Requirement = Give the lines from the one containing "Task: complete every" through the one containing "box: [0, 235, 389, 598]", inclusive, again, replacing "clicks" with "points" and leaving everything else unchanged.

Provided data =
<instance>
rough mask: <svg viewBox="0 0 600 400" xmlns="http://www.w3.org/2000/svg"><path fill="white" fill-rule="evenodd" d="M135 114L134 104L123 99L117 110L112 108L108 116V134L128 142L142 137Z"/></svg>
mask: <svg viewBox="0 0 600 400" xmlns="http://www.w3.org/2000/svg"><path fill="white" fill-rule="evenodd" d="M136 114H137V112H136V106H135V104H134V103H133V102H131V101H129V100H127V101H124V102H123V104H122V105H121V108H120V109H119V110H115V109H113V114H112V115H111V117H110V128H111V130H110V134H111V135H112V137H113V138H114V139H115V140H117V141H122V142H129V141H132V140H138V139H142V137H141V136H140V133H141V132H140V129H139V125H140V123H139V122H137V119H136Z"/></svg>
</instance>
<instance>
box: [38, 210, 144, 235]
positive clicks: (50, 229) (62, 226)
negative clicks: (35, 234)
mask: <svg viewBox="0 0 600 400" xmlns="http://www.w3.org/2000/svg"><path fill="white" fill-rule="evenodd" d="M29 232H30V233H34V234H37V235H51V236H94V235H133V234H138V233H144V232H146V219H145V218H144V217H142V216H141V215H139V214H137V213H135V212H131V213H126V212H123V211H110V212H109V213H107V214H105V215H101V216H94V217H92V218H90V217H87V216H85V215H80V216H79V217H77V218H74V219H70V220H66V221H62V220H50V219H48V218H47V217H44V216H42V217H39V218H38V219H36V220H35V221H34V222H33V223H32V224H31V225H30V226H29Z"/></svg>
* * *
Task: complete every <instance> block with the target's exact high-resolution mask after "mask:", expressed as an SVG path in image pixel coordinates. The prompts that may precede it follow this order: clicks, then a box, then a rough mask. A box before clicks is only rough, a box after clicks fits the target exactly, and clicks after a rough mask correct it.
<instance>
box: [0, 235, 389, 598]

Output =
Task: complete every <instance> block with the target's exact high-resolution mask after "mask:", expressed as an SVG path in image pixel coordinates. The prompts that may precede it follow this order: points, then a box, then a rough mask. A box before points is only rough, a box after points fits the target exactly, and points after a rough mask correct it.
<instance>
box: [0, 235, 389, 598]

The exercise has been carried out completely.